[HOW TO COMPLETE THIS TASK] When you have gone through the entries below, state how many lines include the word "Format" and write nothing else.

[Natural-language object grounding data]
━━━
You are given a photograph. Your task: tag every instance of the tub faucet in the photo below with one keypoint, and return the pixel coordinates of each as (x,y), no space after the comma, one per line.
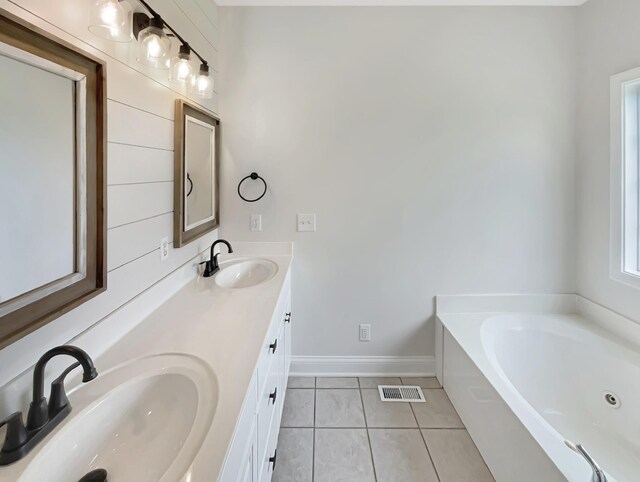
(211,267)
(598,474)
(43,417)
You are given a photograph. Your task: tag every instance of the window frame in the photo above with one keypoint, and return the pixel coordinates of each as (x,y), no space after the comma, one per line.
(625,178)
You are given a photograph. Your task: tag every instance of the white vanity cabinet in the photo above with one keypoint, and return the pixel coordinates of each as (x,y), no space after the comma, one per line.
(252,455)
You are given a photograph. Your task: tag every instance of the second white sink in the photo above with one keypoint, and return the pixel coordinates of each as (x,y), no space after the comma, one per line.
(144,421)
(244,273)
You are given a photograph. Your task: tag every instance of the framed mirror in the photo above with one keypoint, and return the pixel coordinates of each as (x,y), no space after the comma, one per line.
(197,180)
(52,177)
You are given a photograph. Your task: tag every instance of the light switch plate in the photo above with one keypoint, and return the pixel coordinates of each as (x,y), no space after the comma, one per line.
(306,222)
(256,222)
(164,248)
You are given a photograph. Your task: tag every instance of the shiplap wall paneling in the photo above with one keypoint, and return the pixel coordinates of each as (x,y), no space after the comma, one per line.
(139,169)
(68,20)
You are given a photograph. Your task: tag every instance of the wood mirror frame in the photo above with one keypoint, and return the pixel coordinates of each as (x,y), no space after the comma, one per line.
(180,235)
(19,34)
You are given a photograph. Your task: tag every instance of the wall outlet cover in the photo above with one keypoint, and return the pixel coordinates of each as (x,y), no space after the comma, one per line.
(365,332)
(306,222)
(256,222)
(164,248)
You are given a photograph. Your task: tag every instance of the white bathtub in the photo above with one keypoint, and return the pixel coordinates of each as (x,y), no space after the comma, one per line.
(524,383)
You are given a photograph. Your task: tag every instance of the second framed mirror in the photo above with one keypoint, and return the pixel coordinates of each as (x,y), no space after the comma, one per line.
(196,173)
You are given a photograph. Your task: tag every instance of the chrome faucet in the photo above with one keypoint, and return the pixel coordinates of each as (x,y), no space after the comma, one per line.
(598,474)
(211,266)
(43,416)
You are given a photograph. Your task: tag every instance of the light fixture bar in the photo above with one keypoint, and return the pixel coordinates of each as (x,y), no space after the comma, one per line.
(169,27)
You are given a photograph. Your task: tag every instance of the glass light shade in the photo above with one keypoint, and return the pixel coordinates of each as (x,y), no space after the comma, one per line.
(154,45)
(202,84)
(111,19)
(181,70)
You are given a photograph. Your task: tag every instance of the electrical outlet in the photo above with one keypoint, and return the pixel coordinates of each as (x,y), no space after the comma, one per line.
(365,332)
(256,222)
(306,222)
(164,248)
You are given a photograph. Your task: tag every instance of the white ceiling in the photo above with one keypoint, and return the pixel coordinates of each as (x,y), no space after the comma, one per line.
(521,3)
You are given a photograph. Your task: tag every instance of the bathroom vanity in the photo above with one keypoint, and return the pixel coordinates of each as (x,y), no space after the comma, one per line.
(192,392)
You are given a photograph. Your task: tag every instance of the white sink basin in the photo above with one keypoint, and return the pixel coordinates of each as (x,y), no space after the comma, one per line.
(244,273)
(144,421)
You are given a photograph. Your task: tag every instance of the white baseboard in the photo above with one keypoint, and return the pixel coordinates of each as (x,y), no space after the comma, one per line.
(323,366)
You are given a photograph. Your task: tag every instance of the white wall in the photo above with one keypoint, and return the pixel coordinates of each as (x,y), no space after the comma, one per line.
(140,167)
(436,146)
(609,43)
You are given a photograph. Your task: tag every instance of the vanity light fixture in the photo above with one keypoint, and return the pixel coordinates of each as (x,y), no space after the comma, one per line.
(111,19)
(202,85)
(181,70)
(154,45)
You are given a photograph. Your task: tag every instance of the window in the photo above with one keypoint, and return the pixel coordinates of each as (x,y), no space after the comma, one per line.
(625,178)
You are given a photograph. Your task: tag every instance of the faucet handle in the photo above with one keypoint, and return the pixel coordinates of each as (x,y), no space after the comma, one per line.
(58,399)
(16,435)
(598,474)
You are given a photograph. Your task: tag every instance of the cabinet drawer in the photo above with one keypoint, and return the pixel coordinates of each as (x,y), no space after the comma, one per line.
(267,404)
(270,458)
(271,348)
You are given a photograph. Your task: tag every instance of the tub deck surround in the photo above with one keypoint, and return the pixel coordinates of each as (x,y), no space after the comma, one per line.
(225,328)
(540,373)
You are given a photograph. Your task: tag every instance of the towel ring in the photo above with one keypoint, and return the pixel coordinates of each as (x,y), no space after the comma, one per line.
(253,176)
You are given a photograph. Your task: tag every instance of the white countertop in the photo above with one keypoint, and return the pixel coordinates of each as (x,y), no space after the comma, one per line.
(225,328)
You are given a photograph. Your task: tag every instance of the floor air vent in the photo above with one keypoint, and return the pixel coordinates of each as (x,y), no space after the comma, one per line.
(401,393)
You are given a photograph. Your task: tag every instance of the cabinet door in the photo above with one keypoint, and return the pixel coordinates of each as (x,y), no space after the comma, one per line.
(249,469)
(287,345)
(247,474)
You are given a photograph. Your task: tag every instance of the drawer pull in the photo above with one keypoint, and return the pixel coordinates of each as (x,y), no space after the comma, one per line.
(272,460)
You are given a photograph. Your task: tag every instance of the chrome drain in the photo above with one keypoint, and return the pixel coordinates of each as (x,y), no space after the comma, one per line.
(612,399)
(98,475)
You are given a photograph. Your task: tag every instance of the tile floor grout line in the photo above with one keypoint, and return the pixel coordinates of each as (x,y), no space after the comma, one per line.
(430,457)
(424,440)
(366,425)
(313,442)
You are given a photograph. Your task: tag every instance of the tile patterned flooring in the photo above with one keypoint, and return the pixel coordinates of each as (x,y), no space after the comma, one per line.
(338,430)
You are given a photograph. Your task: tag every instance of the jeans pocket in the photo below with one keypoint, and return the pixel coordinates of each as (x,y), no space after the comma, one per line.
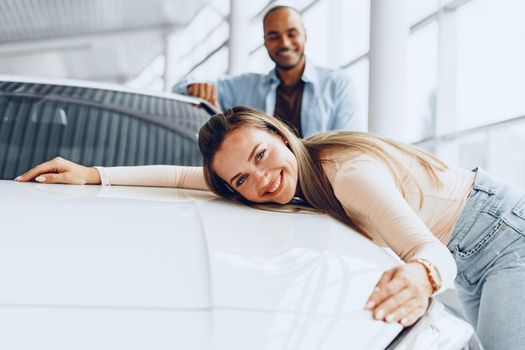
(516,219)
(480,236)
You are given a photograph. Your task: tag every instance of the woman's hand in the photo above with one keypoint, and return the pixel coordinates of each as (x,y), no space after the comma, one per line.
(59,170)
(401,295)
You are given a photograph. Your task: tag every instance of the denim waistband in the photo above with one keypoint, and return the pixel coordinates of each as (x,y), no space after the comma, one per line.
(482,182)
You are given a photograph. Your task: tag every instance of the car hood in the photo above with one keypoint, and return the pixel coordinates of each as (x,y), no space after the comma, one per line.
(158,268)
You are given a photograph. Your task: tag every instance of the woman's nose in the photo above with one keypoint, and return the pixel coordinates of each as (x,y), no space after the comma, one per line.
(263,178)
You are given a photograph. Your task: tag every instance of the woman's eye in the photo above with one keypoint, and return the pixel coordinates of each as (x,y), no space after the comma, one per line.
(260,155)
(240,180)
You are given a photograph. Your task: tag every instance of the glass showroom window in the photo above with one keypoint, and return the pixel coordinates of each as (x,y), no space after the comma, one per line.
(421,80)
(490,56)
(359,74)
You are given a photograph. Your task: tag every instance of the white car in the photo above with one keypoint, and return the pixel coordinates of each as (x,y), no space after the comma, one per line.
(95,267)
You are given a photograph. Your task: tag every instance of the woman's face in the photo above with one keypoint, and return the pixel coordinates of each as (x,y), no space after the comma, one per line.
(258,165)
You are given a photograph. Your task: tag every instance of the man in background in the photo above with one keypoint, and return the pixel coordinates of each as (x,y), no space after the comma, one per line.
(309,98)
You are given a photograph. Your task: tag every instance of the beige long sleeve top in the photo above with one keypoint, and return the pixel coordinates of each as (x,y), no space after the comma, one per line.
(368,192)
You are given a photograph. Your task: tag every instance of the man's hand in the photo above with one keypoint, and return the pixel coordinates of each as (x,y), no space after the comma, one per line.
(206,91)
(401,295)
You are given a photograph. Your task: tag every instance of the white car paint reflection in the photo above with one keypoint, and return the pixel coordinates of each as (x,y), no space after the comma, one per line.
(86,267)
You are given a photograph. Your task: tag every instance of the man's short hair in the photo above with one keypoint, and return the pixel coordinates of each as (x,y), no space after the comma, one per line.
(281,7)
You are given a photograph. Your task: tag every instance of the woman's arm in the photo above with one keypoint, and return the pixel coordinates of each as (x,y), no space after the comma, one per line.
(59,170)
(154,175)
(367,189)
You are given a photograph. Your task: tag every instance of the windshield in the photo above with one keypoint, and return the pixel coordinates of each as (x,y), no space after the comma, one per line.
(94,127)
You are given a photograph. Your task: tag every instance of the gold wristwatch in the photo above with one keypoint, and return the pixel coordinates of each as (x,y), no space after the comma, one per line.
(433,274)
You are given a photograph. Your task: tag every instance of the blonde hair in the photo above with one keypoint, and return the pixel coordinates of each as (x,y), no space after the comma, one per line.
(317,192)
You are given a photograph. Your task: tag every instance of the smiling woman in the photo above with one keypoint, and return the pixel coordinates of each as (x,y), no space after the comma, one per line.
(395,194)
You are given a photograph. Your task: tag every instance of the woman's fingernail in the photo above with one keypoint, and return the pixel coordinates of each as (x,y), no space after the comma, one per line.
(379,314)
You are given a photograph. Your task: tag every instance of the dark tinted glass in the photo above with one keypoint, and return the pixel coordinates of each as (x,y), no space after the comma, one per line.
(94,127)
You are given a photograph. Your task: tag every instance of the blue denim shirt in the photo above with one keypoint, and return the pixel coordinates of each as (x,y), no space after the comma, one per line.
(328,103)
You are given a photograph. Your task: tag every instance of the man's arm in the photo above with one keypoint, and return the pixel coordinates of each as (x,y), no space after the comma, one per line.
(347,116)
(205,90)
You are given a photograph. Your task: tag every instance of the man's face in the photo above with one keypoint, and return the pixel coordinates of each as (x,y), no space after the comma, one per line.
(284,38)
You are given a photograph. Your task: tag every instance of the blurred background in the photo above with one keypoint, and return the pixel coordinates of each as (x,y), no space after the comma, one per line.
(458,65)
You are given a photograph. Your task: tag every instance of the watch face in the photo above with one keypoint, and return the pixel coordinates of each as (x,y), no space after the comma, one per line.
(436,276)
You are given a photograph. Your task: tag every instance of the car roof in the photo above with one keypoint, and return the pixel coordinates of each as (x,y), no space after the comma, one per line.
(104,86)
(133,267)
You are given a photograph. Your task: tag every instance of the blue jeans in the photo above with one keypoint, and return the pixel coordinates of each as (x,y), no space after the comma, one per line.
(488,245)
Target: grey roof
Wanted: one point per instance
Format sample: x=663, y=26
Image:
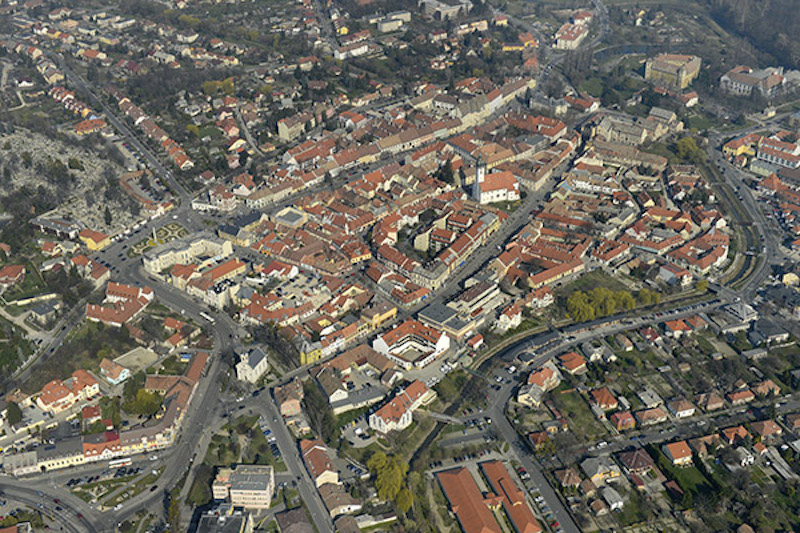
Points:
x=255, y=356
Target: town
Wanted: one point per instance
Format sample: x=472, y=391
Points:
x=434, y=266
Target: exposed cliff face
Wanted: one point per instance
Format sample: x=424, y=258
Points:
x=772, y=25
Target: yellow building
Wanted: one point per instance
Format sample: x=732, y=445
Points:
x=379, y=314
x=94, y=240
x=672, y=69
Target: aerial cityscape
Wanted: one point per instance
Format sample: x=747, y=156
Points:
x=436, y=266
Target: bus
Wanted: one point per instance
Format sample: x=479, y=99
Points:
x=119, y=463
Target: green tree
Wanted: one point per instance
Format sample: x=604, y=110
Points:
x=13, y=414
x=404, y=500
x=390, y=475
x=701, y=285
x=174, y=515
x=146, y=403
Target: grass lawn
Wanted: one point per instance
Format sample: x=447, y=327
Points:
x=593, y=86
x=84, y=348
x=589, y=281
x=14, y=349
x=578, y=414
x=172, y=366
x=31, y=286
x=688, y=477
x=140, y=486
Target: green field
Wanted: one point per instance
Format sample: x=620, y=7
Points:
x=578, y=414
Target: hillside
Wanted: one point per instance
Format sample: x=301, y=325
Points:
x=771, y=25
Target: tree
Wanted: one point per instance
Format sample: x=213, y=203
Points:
x=390, y=475
x=702, y=285
x=404, y=500
x=146, y=403
x=13, y=414
x=174, y=515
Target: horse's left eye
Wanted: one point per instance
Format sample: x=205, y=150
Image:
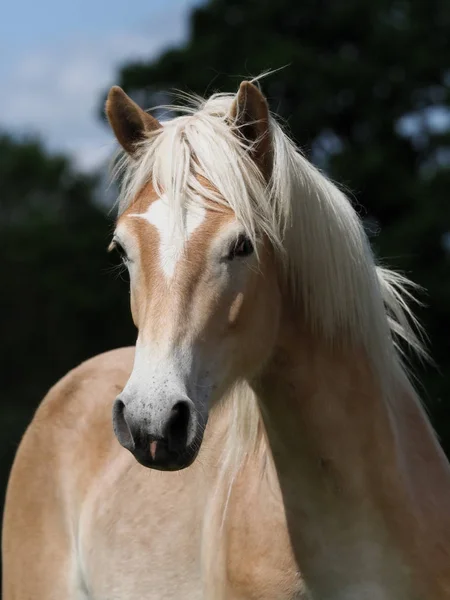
━━━
[RESPONSE BELOW] 12